■ Task: A word-for-word transcription of all the data is required.

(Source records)

BEGIN

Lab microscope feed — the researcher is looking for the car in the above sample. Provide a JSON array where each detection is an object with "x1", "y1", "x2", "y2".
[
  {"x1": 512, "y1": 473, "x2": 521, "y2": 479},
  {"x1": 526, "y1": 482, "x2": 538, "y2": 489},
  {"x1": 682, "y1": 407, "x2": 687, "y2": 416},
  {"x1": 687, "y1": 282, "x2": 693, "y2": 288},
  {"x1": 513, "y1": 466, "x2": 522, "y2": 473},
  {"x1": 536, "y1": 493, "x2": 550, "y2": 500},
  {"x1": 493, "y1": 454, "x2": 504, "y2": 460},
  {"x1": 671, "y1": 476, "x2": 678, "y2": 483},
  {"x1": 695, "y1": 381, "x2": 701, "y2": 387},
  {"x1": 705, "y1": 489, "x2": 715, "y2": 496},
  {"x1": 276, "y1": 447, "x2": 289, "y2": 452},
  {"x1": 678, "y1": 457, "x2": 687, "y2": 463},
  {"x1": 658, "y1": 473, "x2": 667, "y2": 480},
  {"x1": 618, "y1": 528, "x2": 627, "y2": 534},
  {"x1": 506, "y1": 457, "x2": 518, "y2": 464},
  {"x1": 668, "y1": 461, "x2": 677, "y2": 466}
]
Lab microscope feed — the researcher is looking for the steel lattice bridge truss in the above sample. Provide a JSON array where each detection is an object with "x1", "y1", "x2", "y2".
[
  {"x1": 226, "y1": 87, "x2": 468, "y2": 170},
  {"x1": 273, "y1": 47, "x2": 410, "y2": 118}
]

END

■ Result of the task:
Lab microscope feed — the researcher is looking for the car in the above sample. Provide a JSON array where each detection is an object with "x1", "y1", "x2", "y2".
[
  {"x1": 512, "y1": 473, "x2": 521, "y2": 479},
  {"x1": 526, "y1": 482, "x2": 538, "y2": 489},
  {"x1": 682, "y1": 407, "x2": 687, "y2": 416},
  {"x1": 687, "y1": 282, "x2": 693, "y2": 288},
  {"x1": 513, "y1": 466, "x2": 522, "y2": 473},
  {"x1": 536, "y1": 493, "x2": 550, "y2": 500},
  {"x1": 493, "y1": 454, "x2": 504, "y2": 460},
  {"x1": 671, "y1": 476, "x2": 678, "y2": 483},
  {"x1": 695, "y1": 381, "x2": 701, "y2": 387},
  {"x1": 705, "y1": 489, "x2": 715, "y2": 496},
  {"x1": 276, "y1": 447, "x2": 289, "y2": 452},
  {"x1": 678, "y1": 457, "x2": 687, "y2": 463},
  {"x1": 658, "y1": 473, "x2": 667, "y2": 480},
  {"x1": 618, "y1": 528, "x2": 627, "y2": 534},
  {"x1": 506, "y1": 457, "x2": 518, "y2": 464},
  {"x1": 668, "y1": 461, "x2": 677, "y2": 466}
]
Lab microscope feed — the researcher is looking for the steel lattice bridge truss in the above sample. Provide a JSON array where each detection is an object with "x1", "y1", "x2", "y2".
[
  {"x1": 226, "y1": 87, "x2": 468, "y2": 170},
  {"x1": 273, "y1": 47, "x2": 410, "y2": 118}
]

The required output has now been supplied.